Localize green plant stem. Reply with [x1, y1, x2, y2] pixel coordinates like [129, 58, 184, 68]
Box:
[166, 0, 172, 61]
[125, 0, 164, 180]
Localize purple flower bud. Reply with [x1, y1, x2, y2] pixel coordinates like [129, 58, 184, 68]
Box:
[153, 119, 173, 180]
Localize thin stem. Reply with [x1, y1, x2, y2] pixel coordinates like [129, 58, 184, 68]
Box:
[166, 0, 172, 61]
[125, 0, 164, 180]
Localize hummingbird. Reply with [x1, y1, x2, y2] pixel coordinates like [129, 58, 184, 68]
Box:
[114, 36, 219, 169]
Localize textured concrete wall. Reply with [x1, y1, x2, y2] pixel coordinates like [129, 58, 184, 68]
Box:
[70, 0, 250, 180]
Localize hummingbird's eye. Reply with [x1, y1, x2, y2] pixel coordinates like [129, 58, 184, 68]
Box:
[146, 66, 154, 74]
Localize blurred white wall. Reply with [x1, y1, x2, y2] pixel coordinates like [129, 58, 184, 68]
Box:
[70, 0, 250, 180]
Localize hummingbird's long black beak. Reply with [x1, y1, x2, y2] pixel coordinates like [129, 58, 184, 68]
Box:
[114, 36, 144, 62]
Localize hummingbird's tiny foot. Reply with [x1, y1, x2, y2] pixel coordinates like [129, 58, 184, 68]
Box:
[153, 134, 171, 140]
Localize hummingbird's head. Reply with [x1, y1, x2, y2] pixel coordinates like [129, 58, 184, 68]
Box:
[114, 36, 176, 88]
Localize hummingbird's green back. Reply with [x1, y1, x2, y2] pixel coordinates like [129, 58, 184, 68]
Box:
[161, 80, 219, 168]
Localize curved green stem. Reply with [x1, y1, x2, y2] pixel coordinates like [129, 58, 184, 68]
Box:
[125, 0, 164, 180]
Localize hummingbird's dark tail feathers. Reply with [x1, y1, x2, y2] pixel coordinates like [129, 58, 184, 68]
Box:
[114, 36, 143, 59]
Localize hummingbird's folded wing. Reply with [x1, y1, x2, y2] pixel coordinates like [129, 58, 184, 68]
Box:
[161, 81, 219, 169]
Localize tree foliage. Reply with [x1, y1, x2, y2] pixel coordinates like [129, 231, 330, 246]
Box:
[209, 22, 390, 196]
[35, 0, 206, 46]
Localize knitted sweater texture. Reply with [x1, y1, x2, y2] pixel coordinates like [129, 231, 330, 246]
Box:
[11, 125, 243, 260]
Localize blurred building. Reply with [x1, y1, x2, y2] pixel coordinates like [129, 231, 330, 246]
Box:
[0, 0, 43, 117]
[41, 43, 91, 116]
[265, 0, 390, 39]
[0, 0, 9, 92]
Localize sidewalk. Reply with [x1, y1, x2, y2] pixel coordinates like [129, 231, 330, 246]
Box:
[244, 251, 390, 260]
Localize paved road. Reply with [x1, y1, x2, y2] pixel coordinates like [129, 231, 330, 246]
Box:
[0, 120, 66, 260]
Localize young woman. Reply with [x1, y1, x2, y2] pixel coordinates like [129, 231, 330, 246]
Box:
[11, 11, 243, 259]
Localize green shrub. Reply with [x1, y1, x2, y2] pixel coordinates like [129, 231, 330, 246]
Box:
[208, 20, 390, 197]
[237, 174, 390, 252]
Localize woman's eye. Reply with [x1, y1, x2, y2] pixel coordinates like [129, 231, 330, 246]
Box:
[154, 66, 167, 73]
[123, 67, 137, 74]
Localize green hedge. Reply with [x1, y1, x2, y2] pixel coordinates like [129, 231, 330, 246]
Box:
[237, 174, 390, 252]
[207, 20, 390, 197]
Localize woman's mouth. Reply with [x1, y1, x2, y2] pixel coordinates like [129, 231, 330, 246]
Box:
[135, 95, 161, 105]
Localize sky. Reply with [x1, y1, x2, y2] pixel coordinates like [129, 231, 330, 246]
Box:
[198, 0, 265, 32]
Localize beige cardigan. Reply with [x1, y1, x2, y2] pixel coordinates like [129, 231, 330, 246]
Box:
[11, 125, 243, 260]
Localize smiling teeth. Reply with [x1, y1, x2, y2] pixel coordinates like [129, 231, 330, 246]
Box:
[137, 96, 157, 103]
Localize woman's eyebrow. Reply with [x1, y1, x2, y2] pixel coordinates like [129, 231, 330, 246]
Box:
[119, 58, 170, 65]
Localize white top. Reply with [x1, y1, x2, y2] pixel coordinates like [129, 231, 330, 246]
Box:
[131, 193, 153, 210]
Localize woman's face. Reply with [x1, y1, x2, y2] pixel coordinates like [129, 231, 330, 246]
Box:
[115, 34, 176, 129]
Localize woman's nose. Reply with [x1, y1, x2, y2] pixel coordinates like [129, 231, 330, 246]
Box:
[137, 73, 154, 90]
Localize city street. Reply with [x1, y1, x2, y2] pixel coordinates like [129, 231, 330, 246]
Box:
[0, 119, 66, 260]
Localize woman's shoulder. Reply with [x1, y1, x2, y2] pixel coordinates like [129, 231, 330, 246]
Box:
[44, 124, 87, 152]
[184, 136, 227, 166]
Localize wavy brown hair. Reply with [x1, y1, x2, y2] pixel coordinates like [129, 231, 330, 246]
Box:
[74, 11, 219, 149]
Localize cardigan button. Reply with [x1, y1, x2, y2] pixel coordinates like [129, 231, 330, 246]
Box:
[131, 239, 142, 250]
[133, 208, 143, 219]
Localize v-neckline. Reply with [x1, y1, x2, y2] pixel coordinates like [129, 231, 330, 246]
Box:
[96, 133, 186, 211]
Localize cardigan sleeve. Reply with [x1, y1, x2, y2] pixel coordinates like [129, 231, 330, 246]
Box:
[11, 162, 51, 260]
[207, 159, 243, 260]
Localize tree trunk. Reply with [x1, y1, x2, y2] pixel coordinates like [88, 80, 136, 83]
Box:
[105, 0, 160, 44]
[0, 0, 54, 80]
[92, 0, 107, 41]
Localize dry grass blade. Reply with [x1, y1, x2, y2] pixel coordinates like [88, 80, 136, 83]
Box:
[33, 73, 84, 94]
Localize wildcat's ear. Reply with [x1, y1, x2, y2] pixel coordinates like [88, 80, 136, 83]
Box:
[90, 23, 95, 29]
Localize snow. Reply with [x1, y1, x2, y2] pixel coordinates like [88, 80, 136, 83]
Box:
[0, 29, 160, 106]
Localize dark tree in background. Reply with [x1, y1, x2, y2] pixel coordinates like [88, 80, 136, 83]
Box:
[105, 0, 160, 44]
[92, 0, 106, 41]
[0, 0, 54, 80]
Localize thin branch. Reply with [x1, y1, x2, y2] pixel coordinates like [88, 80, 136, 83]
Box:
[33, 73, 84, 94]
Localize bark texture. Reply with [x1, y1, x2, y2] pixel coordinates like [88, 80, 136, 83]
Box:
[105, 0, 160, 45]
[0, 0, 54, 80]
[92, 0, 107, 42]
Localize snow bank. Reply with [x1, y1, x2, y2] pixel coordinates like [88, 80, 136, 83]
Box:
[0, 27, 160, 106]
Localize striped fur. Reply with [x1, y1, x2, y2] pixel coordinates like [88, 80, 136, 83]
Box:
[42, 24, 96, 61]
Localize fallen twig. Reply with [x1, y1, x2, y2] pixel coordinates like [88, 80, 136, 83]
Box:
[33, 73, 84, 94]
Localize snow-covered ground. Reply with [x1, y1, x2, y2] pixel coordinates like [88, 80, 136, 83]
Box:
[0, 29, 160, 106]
━━━━━━━━━━━━━━━━━━━━━━━━━━━━━━
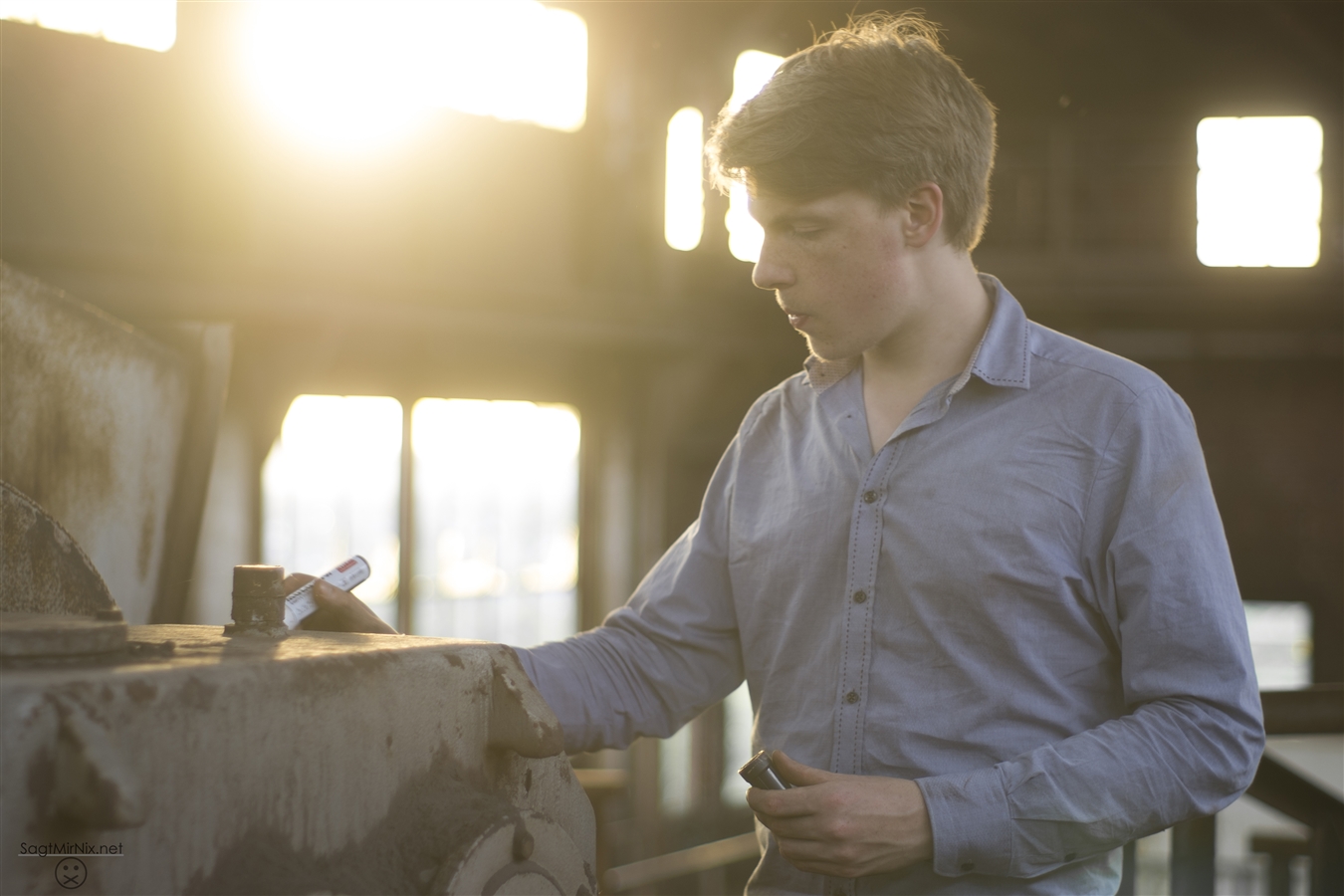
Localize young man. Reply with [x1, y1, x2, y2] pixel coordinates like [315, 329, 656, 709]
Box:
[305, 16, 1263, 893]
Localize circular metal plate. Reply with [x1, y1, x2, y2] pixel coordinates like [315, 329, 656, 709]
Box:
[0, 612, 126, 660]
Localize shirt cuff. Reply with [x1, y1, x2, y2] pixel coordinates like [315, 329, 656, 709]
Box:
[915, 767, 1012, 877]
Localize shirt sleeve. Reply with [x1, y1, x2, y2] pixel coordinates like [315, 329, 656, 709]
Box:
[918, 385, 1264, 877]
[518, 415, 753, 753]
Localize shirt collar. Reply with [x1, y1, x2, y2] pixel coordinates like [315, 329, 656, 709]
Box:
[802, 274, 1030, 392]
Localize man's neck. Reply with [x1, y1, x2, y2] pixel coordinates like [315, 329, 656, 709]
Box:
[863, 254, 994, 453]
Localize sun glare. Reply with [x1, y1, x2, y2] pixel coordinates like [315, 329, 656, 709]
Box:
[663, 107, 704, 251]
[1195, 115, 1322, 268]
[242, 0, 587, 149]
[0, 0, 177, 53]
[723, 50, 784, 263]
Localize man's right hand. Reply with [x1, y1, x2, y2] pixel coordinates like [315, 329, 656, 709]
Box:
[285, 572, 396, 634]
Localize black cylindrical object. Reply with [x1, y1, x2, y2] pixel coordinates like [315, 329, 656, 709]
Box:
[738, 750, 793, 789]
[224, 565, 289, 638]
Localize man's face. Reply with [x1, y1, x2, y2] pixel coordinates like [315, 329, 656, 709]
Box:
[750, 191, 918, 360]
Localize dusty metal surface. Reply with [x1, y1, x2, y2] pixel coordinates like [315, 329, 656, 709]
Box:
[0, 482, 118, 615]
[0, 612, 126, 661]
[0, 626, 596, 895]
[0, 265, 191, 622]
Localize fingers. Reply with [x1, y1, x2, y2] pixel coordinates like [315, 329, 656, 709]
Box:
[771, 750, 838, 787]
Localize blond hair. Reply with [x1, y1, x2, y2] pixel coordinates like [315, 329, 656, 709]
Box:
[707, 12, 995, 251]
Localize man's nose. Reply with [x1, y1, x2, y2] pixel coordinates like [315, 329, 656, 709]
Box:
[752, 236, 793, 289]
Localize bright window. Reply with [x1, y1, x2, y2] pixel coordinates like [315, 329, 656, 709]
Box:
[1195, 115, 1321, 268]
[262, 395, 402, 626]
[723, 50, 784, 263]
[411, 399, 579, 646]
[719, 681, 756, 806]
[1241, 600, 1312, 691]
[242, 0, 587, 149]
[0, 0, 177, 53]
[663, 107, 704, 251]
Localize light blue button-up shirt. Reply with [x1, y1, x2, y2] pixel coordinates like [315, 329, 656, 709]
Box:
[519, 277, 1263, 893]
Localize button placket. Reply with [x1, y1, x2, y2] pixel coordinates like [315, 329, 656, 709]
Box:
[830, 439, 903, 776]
━━━━━━━━━━━━━━━━━━━━━━━━━━━━━━
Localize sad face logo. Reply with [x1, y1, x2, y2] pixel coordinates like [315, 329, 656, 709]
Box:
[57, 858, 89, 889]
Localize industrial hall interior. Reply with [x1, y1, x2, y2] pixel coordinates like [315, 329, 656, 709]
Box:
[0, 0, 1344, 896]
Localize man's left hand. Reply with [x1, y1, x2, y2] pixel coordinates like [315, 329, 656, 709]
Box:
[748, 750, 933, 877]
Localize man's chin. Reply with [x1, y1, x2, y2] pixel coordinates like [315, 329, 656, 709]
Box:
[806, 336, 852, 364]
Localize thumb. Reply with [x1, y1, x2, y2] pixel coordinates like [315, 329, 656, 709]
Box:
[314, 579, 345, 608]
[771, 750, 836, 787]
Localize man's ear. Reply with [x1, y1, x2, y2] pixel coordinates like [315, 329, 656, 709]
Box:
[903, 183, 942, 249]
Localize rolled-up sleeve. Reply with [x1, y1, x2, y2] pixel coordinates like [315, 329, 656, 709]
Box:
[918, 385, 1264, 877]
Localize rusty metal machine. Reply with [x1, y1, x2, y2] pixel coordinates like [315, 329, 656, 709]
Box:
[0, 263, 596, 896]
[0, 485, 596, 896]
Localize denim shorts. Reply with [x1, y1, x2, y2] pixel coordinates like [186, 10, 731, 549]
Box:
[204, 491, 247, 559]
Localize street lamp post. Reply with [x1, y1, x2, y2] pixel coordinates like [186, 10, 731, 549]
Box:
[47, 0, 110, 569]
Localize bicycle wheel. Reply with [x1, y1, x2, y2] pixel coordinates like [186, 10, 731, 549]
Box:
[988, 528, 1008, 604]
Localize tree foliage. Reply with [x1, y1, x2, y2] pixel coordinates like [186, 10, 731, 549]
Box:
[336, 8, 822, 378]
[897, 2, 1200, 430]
━━━━━━━━━━━━━━━━━━━━━━━━━━━━━━
◆ Work required:
Find every line in the entries above that contains the word "blurred", and copy each of those lines in full. Matching is case-sensitive.

◆ Result of the task:
Localize blurred white wall. Reply with [x1, y1, x2, y2] pixel coordinates like [129, 58, 184, 68]
Localize blurred building. Reply with [x1, y1, x2, y2] pixel coordinates like [129, 231, 330, 246]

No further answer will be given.